[SUPPLIED MATERIAL]:
•••

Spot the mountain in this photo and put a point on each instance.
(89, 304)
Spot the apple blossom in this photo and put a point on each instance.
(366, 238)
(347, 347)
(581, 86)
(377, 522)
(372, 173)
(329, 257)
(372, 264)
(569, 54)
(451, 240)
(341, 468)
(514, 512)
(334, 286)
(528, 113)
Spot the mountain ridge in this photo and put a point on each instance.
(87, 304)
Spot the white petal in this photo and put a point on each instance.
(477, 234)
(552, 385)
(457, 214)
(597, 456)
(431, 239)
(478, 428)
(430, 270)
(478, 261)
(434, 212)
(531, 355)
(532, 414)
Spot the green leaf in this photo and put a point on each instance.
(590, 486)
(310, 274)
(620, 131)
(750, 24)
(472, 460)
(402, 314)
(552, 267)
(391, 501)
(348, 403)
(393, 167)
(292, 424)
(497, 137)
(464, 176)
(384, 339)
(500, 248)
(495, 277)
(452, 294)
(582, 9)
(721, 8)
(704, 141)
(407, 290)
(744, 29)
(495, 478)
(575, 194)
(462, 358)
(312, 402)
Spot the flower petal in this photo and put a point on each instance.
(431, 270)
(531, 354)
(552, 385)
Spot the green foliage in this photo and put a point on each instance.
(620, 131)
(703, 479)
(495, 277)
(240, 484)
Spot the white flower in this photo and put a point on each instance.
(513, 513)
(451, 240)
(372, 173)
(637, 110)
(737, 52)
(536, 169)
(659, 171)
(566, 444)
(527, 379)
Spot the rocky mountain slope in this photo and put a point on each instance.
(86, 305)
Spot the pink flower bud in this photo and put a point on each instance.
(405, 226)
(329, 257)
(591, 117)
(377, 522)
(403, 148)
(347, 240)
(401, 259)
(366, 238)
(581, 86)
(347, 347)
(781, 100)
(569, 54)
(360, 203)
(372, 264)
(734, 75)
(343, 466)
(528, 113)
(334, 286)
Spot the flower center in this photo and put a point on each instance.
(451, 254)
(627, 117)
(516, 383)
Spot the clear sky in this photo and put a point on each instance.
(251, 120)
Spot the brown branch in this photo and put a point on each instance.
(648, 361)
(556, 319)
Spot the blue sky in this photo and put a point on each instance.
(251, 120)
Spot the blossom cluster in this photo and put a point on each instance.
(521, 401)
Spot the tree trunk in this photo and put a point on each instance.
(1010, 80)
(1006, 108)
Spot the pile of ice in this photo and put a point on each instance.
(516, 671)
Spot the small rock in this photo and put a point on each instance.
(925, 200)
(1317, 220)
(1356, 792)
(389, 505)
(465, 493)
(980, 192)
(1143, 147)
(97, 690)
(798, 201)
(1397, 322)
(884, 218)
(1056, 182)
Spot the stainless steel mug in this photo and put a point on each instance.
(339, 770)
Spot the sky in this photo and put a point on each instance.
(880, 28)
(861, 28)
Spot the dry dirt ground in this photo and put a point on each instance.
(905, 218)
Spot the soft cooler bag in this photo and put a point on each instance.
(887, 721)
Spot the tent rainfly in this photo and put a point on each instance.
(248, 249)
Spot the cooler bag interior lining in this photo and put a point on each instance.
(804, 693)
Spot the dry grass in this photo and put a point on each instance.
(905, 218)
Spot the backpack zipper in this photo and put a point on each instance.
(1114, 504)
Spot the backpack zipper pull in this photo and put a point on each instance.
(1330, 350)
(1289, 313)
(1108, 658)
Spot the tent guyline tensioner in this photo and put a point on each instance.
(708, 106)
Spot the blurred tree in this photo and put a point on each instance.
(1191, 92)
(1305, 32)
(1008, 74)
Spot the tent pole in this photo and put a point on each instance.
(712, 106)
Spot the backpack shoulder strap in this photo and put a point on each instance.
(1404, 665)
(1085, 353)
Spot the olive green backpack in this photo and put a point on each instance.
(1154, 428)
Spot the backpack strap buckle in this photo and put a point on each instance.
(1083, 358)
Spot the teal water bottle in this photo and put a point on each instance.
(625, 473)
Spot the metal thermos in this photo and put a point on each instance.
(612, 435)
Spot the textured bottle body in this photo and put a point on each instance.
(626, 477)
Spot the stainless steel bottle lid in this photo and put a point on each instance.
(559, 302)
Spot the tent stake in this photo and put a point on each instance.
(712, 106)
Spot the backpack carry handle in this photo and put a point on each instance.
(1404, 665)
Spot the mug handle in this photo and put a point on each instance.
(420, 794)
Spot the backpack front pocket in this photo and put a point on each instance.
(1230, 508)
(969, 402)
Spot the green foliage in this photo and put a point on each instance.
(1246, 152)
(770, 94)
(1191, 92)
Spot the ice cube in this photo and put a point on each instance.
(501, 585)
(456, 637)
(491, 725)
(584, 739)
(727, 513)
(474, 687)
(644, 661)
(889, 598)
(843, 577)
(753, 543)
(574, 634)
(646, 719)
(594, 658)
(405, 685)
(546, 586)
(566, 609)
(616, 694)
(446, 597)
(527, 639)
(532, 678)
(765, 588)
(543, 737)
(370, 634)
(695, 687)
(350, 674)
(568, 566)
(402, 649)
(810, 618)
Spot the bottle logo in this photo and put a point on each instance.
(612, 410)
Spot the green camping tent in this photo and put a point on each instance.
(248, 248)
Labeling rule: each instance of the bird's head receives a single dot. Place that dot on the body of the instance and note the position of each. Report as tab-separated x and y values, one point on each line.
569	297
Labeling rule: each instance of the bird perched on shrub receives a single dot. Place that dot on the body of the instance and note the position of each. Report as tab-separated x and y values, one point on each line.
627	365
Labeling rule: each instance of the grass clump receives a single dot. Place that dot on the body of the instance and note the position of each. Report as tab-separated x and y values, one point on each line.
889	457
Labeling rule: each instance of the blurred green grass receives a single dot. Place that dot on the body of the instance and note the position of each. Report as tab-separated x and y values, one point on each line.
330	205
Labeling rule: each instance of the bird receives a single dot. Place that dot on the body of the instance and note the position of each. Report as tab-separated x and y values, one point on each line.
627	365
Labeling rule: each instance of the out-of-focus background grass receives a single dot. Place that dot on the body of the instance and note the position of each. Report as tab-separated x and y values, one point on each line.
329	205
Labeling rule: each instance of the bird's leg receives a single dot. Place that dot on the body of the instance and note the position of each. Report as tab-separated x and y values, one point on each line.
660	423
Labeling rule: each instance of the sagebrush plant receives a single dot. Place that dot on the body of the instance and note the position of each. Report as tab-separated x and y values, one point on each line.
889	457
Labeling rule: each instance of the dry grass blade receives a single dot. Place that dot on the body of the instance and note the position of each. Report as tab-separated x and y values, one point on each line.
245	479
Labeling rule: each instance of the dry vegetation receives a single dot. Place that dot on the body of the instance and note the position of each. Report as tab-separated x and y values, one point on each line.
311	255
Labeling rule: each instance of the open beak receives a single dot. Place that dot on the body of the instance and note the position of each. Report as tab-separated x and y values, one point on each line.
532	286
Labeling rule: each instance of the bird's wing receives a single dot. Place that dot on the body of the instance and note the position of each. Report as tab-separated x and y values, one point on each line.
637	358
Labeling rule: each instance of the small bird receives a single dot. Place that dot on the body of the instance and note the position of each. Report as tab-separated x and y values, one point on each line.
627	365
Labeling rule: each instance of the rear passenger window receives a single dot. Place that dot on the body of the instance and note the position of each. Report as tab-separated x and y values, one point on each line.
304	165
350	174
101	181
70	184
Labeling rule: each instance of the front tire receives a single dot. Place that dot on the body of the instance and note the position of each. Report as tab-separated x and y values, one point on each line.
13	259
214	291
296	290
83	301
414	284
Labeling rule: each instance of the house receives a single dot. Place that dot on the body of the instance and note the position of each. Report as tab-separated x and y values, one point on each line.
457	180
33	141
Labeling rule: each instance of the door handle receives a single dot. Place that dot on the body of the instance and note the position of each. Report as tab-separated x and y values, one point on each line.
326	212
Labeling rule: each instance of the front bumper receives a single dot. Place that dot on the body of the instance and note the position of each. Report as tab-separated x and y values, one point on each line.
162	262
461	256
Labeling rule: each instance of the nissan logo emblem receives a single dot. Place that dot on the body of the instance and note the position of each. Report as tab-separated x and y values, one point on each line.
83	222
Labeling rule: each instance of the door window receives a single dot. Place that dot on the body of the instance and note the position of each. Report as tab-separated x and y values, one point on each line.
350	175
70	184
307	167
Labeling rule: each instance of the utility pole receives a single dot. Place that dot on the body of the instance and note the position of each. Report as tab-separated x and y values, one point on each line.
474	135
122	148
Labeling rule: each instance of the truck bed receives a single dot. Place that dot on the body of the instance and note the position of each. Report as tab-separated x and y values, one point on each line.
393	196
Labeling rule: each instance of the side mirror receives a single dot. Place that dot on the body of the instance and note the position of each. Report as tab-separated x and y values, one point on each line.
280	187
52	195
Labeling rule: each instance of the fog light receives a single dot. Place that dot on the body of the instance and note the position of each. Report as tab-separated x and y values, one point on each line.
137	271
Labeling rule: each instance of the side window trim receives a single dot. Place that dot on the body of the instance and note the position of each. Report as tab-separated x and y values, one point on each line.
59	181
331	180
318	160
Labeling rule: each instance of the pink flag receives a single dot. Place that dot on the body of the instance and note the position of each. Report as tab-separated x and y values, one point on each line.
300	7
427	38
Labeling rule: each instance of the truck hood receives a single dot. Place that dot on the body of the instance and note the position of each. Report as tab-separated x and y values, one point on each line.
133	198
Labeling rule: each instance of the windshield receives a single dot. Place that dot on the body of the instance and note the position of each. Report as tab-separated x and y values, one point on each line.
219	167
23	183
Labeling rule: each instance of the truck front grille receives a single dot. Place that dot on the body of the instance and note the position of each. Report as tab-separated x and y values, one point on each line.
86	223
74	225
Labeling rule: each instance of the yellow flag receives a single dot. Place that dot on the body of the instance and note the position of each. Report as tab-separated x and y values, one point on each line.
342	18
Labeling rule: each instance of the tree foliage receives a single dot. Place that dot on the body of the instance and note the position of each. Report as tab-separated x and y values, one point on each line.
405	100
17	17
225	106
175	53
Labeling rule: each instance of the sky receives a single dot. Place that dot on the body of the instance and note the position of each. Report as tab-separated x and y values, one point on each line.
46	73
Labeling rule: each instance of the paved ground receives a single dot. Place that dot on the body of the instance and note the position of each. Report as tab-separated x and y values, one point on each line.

•••

[EXERCISE REQUIREMENTS]: Your answer must be the line holding "Labeling rule: each instance of the yellow" and every later line of the entries above, written out exactly, and nothing else.

[OUTPUT OF THE TASK]:
Labeling rule: each instance of the yellow flag receives a single dot. Place that dot on the body of the instance and note the position of each. Report as tab-separated x and y values, one point on each line.
342	18
Labeling rule: each instance of the tree foliage receives a single dot. Place that dot on the body of the instance and note the position of each. Report as tab-separated x and y values, one point on each line.
405	100
17	17
225	106
175	53
Labeling rule: each instance of the sky receives a single dot. Place that dot on the body of the instance and note the position of each. Report as tab-separated x and y values, one point on each line.
46	73
Labeling rule: each instance of the paved ground receives a single dot. Place that dot on the body of the instance and note the position of each. Report as tab-separated x and y values, one point on each line.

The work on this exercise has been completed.